ABOUT THIS EXERCISE: Filter the entries and keep only the lines where the string "below" appears.

RECORD EXCERPTS Block Start

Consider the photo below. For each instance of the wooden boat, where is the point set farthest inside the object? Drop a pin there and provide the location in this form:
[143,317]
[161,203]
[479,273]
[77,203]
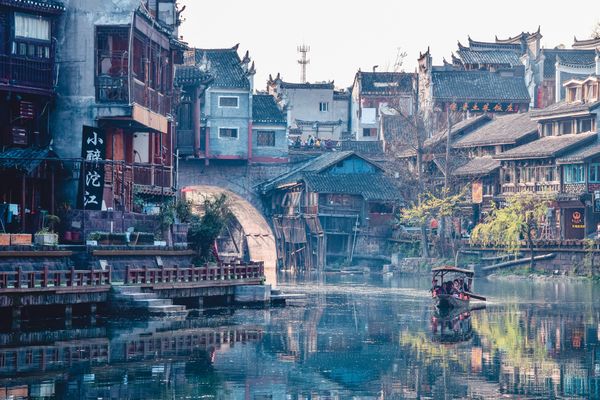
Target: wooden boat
[461,300]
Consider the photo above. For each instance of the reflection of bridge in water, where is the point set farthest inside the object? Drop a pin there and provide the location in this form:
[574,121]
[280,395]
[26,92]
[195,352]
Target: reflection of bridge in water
[99,346]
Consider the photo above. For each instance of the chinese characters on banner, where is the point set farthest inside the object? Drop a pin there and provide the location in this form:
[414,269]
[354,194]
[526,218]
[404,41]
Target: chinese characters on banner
[93,151]
[477,192]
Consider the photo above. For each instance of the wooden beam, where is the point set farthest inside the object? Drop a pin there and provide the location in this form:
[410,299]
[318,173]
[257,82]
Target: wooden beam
[143,252]
[31,253]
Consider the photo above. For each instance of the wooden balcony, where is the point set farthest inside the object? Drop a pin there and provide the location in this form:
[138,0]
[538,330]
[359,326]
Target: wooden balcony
[26,72]
[152,175]
[115,89]
[150,98]
[537,187]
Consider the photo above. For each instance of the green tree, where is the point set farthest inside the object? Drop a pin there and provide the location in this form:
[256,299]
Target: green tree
[431,206]
[507,226]
[204,230]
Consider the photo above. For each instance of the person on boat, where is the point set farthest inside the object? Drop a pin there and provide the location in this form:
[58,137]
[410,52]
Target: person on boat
[435,288]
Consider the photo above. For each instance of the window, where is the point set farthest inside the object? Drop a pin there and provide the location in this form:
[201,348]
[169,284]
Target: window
[228,101]
[368,132]
[567,127]
[230,133]
[32,27]
[586,125]
[265,138]
[550,175]
[573,173]
[571,94]
[594,173]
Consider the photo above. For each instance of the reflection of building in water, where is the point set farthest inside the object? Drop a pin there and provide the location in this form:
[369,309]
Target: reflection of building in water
[163,350]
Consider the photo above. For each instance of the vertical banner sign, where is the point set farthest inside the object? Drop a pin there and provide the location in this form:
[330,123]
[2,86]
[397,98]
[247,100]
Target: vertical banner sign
[477,192]
[93,151]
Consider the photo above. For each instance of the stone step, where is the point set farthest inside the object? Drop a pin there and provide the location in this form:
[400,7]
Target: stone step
[167,310]
[127,289]
[135,296]
[155,302]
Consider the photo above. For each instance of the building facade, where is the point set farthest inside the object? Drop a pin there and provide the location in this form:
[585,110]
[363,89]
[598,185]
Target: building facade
[373,94]
[315,109]
[449,89]
[337,206]
[29,169]
[115,108]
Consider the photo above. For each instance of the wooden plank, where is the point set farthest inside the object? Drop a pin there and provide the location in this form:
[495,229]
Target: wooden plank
[143,252]
[202,284]
[30,253]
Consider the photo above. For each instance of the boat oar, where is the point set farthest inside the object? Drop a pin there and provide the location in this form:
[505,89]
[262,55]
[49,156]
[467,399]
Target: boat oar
[476,296]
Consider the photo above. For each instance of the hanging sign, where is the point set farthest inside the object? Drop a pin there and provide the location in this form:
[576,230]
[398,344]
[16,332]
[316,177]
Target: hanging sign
[93,152]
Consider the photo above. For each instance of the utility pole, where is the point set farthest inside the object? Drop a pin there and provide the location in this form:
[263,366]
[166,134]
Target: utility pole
[303,61]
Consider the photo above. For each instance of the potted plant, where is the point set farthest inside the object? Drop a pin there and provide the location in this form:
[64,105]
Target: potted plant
[4,239]
[141,239]
[46,236]
[118,239]
[96,238]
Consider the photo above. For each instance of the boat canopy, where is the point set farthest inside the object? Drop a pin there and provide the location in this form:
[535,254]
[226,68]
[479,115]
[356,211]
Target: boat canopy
[444,270]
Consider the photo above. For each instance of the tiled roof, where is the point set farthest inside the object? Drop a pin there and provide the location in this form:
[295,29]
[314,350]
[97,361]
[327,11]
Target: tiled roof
[478,166]
[547,147]
[306,85]
[24,160]
[315,165]
[225,68]
[51,7]
[362,146]
[475,45]
[478,86]
[586,43]
[466,125]
[369,186]
[266,110]
[469,56]
[503,129]
[567,56]
[581,155]
[564,108]
[386,82]
[190,75]
[341,95]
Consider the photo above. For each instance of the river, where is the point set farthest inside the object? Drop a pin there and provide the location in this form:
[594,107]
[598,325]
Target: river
[353,336]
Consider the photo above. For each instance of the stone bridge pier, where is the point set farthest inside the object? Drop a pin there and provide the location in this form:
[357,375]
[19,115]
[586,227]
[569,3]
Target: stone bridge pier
[238,180]
[259,238]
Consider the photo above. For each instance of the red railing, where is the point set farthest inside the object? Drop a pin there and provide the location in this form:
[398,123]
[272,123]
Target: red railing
[27,71]
[47,279]
[145,275]
[152,175]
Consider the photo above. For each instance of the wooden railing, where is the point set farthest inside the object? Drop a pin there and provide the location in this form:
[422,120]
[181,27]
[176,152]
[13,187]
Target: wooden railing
[152,175]
[146,275]
[47,279]
[25,71]
[538,187]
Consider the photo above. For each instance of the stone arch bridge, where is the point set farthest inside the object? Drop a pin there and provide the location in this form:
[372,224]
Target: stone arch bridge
[239,183]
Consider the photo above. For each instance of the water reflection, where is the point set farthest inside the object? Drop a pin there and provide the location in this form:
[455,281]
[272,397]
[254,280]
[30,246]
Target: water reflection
[367,336]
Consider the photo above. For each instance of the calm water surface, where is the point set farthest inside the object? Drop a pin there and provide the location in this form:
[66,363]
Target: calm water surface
[354,336]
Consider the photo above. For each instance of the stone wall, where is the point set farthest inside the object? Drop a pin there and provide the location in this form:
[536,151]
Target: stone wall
[111,221]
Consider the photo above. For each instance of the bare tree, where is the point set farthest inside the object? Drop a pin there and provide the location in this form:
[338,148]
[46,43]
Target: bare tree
[596,31]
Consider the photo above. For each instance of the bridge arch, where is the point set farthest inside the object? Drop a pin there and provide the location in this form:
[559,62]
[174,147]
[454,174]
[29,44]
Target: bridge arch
[258,234]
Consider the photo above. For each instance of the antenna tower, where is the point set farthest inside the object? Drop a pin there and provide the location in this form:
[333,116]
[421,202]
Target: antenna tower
[303,61]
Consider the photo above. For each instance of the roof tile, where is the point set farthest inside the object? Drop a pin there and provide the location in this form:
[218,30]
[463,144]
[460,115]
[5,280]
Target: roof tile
[478,86]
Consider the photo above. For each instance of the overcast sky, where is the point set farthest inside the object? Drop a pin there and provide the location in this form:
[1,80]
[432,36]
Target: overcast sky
[347,35]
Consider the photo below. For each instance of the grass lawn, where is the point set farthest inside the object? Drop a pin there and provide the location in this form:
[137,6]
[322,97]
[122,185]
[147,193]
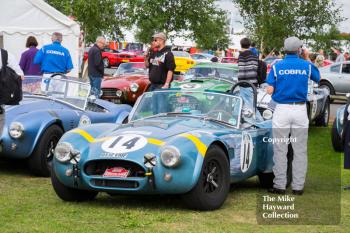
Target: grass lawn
[29,204]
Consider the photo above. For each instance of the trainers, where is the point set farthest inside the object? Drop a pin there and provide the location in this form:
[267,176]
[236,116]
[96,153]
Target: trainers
[277,191]
[298,192]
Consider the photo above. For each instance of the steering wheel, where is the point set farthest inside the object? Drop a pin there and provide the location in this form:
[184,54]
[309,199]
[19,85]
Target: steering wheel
[220,115]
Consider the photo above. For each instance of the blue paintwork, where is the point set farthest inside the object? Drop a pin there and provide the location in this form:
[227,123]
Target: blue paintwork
[37,113]
[167,129]
[339,123]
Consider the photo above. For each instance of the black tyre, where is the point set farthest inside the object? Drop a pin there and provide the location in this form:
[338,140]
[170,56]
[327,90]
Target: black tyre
[213,184]
[323,119]
[70,194]
[106,62]
[266,179]
[336,139]
[40,160]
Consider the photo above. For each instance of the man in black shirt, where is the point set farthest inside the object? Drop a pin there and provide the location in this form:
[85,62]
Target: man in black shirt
[161,64]
[95,67]
[161,70]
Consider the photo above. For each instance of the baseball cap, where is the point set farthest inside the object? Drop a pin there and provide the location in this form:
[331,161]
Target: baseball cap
[160,35]
[292,44]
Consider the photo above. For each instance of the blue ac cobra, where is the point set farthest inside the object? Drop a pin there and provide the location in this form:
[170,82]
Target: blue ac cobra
[338,127]
[193,143]
[48,109]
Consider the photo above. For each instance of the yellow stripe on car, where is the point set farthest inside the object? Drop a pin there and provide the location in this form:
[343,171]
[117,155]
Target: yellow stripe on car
[84,134]
[91,139]
[155,141]
[201,147]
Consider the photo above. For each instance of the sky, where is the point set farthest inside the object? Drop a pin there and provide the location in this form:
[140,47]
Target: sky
[344,26]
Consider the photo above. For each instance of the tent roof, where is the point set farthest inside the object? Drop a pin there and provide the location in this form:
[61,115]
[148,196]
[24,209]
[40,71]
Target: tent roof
[34,17]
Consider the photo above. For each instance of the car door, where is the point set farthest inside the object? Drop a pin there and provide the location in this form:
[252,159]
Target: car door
[343,85]
[334,75]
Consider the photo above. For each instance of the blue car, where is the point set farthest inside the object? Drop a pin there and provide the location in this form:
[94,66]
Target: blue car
[338,128]
[48,109]
[193,143]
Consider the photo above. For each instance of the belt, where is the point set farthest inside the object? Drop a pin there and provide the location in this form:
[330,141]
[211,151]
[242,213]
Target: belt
[296,103]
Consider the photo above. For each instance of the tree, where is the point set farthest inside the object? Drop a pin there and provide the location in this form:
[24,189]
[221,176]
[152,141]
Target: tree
[96,17]
[269,22]
[200,21]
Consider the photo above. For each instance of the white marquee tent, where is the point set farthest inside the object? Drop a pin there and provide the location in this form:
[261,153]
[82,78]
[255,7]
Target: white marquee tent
[22,18]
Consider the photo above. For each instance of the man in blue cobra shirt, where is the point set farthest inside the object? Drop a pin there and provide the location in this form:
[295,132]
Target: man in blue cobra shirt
[288,84]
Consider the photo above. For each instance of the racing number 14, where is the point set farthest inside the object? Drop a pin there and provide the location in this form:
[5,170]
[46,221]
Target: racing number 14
[128,144]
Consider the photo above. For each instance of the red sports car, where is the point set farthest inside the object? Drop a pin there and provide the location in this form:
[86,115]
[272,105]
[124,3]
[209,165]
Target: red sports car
[127,84]
[232,60]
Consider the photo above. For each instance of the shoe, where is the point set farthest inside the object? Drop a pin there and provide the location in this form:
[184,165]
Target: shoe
[298,192]
[277,191]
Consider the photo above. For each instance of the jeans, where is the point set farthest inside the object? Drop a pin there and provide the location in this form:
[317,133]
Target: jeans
[158,99]
[247,95]
[95,83]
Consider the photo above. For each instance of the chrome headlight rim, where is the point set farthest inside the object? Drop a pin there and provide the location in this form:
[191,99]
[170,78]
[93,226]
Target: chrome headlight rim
[170,151]
[16,126]
[134,87]
[119,93]
[63,152]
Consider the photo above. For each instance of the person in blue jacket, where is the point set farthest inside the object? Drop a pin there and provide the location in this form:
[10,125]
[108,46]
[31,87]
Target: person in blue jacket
[54,58]
[288,84]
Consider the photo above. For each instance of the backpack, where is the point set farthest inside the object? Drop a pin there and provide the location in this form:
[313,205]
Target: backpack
[10,83]
[262,72]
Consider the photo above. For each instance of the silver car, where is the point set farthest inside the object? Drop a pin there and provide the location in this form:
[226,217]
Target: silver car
[336,78]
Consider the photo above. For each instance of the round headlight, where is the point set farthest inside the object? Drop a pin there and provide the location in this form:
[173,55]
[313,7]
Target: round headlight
[341,119]
[119,93]
[170,156]
[134,87]
[63,151]
[16,130]
[267,114]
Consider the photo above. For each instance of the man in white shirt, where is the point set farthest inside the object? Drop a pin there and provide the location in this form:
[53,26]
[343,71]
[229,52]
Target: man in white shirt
[13,64]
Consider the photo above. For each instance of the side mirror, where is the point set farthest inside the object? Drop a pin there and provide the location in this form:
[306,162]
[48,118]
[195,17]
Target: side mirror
[247,113]
[92,99]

RECORD EXCERPTS Block End

WRITTEN SOLUTION:
Consider the photo below. For each instance of the wooden boat, where is the point set farthest inside the object? Drop a pin there and provide the location in this form:
Consider the photo below. For each instance of the grass lawn, where is the point set farthest inside the object? Drop a pin there and provide the location in this form:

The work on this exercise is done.